GIVEN INSTRUCTION:
Reproduce the material below word for word, from its beginning through the line containing "column 225, row 804", that line included. Leave the pictures out of your copy.

================

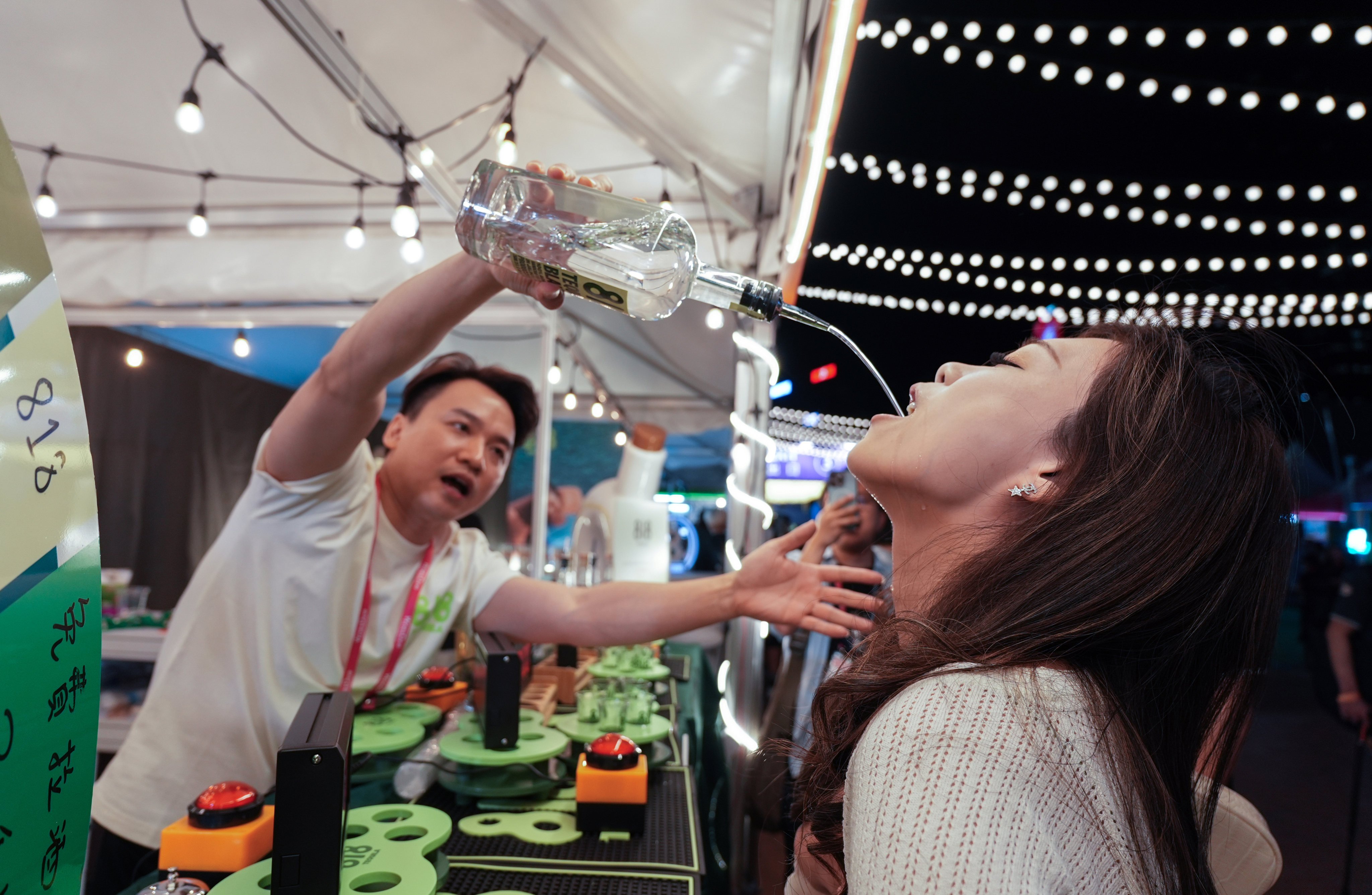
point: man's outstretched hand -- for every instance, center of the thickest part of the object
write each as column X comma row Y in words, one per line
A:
column 791, row 594
column 547, row 294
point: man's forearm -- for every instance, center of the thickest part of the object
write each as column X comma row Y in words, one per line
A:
column 341, row 402
column 611, row 613
column 405, row 325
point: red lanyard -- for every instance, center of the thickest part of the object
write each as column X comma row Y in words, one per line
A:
column 403, row 634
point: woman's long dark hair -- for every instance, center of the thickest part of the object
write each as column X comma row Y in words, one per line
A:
column 1156, row 568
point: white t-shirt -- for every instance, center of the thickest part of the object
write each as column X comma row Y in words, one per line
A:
column 268, row 617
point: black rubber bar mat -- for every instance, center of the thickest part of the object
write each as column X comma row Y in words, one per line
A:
column 670, row 839
column 678, row 665
column 475, row 879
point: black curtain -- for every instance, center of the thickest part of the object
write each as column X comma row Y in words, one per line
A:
column 174, row 445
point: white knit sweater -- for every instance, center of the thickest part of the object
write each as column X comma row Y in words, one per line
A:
column 985, row 782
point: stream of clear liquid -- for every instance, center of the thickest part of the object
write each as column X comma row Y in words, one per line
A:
column 794, row 313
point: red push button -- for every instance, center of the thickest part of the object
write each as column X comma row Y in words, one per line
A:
column 612, row 752
column 225, row 804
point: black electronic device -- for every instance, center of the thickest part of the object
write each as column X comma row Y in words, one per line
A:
column 503, row 684
column 312, row 789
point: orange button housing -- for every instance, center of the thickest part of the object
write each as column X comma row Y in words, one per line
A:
column 221, row 850
column 617, row 787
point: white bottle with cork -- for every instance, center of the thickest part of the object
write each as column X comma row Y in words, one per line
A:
column 640, row 546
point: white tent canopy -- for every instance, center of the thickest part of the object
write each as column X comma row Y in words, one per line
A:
column 712, row 85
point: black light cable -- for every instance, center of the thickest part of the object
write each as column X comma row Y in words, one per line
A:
column 191, row 114
column 199, row 224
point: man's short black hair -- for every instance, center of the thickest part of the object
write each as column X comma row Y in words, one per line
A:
column 451, row 368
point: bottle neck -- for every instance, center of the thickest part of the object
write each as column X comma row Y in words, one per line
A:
column 736, row 292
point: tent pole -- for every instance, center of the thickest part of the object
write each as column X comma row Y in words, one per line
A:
column 542, row 450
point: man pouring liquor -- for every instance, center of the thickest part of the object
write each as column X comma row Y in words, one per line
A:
column 339, row 572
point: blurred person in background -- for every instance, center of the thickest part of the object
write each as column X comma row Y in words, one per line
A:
column 1349, row 654
column 848, row 532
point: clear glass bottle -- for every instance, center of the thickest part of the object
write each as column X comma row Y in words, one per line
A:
column 633, row 257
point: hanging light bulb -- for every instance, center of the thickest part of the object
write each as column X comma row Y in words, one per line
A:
column 405, row 221
column 356, row 236
column 508, row 153
column 412, row 250
column 46, row 205
column 198, row 225
column 189, row 116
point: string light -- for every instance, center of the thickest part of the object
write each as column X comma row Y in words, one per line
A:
column 189, row 116
column 199, row 224
column 947, row 267
column 1117, row 36
column 45, row 203
column 356, row 236
column 748, row 501
column 412, row 250
column 508, row 151
column 405, row 221
column 665, row 201
column 1024, row 184
column 1049, row 69
column 1172, row 309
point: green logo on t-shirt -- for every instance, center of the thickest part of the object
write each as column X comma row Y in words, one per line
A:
column 434, row 619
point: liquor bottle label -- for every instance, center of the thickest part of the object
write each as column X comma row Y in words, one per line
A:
column 573, row 282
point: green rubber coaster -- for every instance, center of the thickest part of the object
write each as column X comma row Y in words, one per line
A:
column 538, row 828
column 655, row 672
column 512, row 782
column 563, row 801
column 385, row 850
column 536, row 743
column 420, row 712
column 385, row 732
column 579, row 731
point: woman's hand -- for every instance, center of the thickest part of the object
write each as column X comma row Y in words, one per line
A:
column 547, row 294
column 835, row 520
column 791, row 594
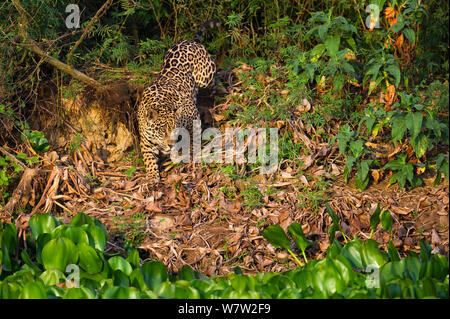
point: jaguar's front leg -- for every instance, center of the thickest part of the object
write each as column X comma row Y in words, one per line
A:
column 150, row 155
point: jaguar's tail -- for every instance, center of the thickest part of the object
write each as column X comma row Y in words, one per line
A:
column 205, row 26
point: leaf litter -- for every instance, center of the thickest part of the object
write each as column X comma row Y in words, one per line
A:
column 204, row 217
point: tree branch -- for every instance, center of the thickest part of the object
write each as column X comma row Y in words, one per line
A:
column 104, row 7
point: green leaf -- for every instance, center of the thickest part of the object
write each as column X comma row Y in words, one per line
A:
column 370, row 254
column 41, row 224
column 398, row 26
column 58, row 253
column 33, row 290
column 97, row 237
column 386, row 220
column 395, row 72
column 414, row 124
column 392, row 251
column 119, row 263
column 81, row 219
column 398, row 128
column 27, row 260
column 420, row 145
column 186, row 273
column 348, row 167
column 352, row 251
column 133, row 258
column 89, row 261
column 155, row 273
column 120, row 279
column 317, row 51
column 410, row 35
column 375, row 218
column 51, row 277
column 397, row 164
column 78, row 293
column 357, row 147
column 121, row 293
column 332, row 45
column 276, row 236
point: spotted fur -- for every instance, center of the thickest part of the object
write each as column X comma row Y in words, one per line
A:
column 170, row 102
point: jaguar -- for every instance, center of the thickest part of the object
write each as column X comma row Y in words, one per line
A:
column 170, row 101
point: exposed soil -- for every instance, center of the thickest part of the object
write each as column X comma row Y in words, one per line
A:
column 198, row 214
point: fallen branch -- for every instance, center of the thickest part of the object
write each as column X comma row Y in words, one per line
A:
column 100, row 12
column 22, row 193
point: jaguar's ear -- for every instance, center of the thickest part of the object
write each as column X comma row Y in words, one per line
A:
column 152, row 114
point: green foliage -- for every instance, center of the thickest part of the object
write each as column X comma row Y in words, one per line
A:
column 409, row 123
column 71, row 266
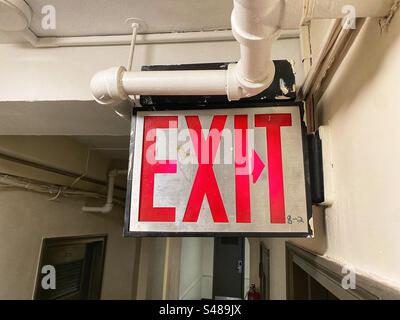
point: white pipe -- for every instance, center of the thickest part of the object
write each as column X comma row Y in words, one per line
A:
column 255, row 25
column 250, row 76
column 108, row 206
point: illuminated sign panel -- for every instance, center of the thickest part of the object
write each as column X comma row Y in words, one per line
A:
column 235, row 171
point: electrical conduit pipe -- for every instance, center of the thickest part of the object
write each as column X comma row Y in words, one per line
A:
column 108, row 206
column 251, row 75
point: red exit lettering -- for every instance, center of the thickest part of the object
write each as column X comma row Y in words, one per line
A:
column 205, row 183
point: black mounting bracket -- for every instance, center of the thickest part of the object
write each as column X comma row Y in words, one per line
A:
column 316, row 168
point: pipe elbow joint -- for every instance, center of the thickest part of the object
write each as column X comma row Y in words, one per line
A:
column 107, row 87
column 237, row 87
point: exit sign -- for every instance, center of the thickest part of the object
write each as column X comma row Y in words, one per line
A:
column 238, row 171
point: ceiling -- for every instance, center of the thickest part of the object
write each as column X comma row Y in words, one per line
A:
column 114, row 147
column 107, row 17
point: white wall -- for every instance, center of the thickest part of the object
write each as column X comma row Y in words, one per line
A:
column 26, row 218
column 360, row 107
column 65, row 73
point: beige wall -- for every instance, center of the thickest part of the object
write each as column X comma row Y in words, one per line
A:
column 65, row 73
column 26, row 218
column 361, row 110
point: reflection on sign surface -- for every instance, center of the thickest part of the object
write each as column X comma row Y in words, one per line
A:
column 218, row 171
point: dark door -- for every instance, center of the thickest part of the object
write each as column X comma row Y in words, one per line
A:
column 228, row 279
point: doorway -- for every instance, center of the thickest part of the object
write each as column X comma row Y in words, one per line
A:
column 228, row 278
column 78, row 268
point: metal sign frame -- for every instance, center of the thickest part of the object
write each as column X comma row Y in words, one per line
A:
column 129, row 233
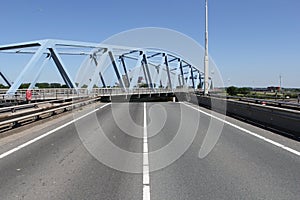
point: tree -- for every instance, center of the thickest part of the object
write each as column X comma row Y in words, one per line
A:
column 232, row 91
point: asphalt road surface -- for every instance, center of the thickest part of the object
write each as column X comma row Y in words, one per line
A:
column 147, row 151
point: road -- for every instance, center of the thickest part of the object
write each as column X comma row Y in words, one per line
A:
column 114, row 153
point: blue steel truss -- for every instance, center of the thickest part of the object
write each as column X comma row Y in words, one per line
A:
column 132, row 67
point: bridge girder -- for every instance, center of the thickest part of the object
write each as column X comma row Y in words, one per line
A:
column 137, row 67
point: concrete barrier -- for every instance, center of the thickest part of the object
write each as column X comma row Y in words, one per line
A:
column 280, row 120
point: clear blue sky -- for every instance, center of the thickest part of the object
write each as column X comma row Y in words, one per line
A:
column 251, row 41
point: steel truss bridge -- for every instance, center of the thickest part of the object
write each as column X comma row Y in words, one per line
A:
column 106, row 66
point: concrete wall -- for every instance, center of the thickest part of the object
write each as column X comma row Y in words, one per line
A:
column 280, row 120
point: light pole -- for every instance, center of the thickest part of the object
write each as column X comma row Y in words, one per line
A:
column 206, row 59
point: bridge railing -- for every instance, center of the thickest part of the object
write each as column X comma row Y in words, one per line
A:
column 57, row 93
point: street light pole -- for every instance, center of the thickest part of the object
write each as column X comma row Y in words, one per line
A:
column 206, row 59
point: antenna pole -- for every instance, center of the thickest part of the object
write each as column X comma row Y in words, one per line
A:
column 206, row 59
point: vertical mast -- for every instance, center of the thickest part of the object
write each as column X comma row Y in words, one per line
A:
column 206, row 62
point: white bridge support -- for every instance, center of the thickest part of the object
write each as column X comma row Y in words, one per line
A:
column 105, row 66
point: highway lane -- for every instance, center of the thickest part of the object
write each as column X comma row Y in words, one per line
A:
column 239, row 167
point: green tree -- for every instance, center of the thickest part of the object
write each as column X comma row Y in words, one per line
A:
column 232, row 91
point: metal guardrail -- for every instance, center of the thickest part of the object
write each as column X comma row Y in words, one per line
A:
column 284, row 104
column 38, row 114
column 55, row 93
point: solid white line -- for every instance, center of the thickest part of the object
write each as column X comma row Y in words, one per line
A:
column 247, row 131
column 146, row 176
column 3, row 155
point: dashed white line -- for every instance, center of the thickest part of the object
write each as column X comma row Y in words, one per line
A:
column 3, row 155
column 146, row 177
column 247, row 131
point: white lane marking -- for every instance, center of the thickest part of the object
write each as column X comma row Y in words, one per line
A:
column 146, row 177
column 3, row 155
column 247, row 131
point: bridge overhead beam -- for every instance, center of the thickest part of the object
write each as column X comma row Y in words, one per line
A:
column 28, row 68
column 5, row 79
column 99, row 68
column 135, row 75
column 146, row 66
column 168, row 72
column 192, row 76
column 37, row 75
column 127, row 83
column 62, row 70
column 181, row 72
column 116, row 69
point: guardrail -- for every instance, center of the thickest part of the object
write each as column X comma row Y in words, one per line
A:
column 39, row 114
column 277, row 103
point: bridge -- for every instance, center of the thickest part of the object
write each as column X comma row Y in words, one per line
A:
column 135, row 124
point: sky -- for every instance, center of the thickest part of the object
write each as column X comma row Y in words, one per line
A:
column 252, row 42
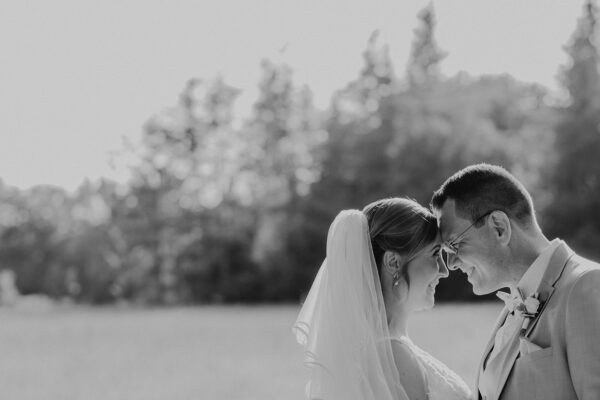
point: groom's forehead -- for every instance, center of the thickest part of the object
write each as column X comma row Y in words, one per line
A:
column 448, row 220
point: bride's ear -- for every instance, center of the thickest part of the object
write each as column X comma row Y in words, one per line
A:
column 392, row 263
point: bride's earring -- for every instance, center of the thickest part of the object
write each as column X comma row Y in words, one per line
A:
column 396, row 278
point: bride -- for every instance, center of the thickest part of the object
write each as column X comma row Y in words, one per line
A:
column 382, row 265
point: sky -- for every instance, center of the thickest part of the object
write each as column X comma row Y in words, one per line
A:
column 78, row 77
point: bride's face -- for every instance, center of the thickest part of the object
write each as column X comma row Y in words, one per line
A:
column 424, row 273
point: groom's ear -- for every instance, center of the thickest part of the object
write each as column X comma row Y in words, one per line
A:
column 500, row 224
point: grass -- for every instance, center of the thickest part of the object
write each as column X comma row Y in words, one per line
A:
column 191, row 353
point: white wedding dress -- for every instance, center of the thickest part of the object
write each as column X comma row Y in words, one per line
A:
column 442, row 382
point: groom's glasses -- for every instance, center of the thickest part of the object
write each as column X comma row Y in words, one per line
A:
column 451, row 246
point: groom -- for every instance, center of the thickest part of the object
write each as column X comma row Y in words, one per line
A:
column 546, row 342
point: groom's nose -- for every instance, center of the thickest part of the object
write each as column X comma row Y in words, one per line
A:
column 453, row 262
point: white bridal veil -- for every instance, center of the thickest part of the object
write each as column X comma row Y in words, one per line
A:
column 343, row 325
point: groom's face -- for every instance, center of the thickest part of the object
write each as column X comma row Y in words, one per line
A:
column 477, row 254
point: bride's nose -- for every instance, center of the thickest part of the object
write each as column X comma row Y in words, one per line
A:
column 443, row 270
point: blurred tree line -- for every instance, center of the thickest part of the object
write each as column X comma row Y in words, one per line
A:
column 219, row 210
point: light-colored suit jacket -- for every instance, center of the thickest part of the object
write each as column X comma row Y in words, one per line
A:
column 565, row 334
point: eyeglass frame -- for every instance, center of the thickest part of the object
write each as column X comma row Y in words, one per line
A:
column 449, row 246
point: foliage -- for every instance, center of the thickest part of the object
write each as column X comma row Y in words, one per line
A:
column 220, row 209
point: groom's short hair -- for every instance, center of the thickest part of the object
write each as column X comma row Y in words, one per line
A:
column 481, row 188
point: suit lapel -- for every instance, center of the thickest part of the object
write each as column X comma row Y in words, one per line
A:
column 557, row 265
column 555, row 268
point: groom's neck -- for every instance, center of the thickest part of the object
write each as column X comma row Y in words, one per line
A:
column 527, row 247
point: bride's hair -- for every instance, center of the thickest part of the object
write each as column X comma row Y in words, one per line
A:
column 400, row 225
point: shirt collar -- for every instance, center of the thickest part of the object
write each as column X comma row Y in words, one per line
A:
column 530, row 281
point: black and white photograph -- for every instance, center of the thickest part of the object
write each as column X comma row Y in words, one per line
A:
column 300, row 200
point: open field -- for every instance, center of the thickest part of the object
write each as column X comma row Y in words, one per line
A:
column 191, row 353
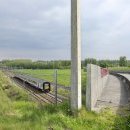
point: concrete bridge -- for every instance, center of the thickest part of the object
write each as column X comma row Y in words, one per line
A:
column 112, row 90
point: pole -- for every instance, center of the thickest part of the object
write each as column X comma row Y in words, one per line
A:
column 56, row 87
column 75, row 56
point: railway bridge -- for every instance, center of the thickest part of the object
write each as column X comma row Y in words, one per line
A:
column 107, row 89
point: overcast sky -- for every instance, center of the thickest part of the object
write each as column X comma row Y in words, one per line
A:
column 40, row 29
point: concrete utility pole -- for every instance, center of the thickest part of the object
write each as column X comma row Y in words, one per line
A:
column 75, row 56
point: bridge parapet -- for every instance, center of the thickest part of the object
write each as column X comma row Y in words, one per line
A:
column 97, row 79
column 125, row 77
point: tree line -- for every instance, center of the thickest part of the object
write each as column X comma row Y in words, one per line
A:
column 62, row 64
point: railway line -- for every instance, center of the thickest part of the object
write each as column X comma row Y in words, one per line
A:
column 37, row 94
column 48, row 97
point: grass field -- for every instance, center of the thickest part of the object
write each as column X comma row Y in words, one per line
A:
column 18, row 112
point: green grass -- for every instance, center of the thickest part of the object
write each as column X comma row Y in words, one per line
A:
column 18, row 112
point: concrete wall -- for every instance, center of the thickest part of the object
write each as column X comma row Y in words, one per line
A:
column 96, row 81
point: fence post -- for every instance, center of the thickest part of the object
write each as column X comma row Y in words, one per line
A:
column 55, row 87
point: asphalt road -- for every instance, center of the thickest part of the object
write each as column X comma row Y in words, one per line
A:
column 114, row 94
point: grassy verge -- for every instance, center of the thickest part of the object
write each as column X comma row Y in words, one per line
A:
column 119, row 68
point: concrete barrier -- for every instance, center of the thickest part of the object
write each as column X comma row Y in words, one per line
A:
column 96, row 80
column 124, row 79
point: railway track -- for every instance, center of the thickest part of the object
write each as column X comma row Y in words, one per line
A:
column 38, row 94
column 48, row 98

================

ANSWER TO THIS PROBLEM:
point: man's outstretched hand -- for every instance, center of the thickest part of the object
write each as column X comma row Y in words, one per line
A:
column 791, row 594
column 547, row 294
point: man's forearm -- for every instance, center of the thickest part of the object
write each as column X comma row Y in words, one per line
A:
column 341, row 402
column 611, row 613
column 405, row 325
point: red lanyard -- for every instance, center of the thickest part of the object
write each as column X comma row Y in words, one per line
A:
column 403, row 634
point: woman's long dark hair -- for every instance, center of the thickest part of the object
write each as column X comma row Y in words, one per line
A:
column 1156, row 568
point: white t-shirt -- for every instance, center of the thickest part of the object
write each as column X comma row Y in words, one per line
A:
column 268, row 617
point: black rubber bar mat -- for every instance, center of the thickest part of the object
write each as column X comma row Y in words, one per line
A:
column 670, row 839
column 678, row 665
column 475, row 879
point: black curtain -- for every instance, center of the thickest part of the object
write each as column X comma row Y in words, one per line
A:
column 174, row 445
point: white knit sweater -- for every instance, center of the thickest part of the object
write each as column X comma row Y in words, one per line
A:
column 985, row 782
point: stream of clear liquid -- for every instance, center of the thickest part of the object
write each as column X comma row Y in words, one per line
A:
column 794, row 313
point: red push button -- for every instance, center of the thickest part of the object
write each as column X comma row Y in words, one per line
A:
column 612, row 752
column 225, row 804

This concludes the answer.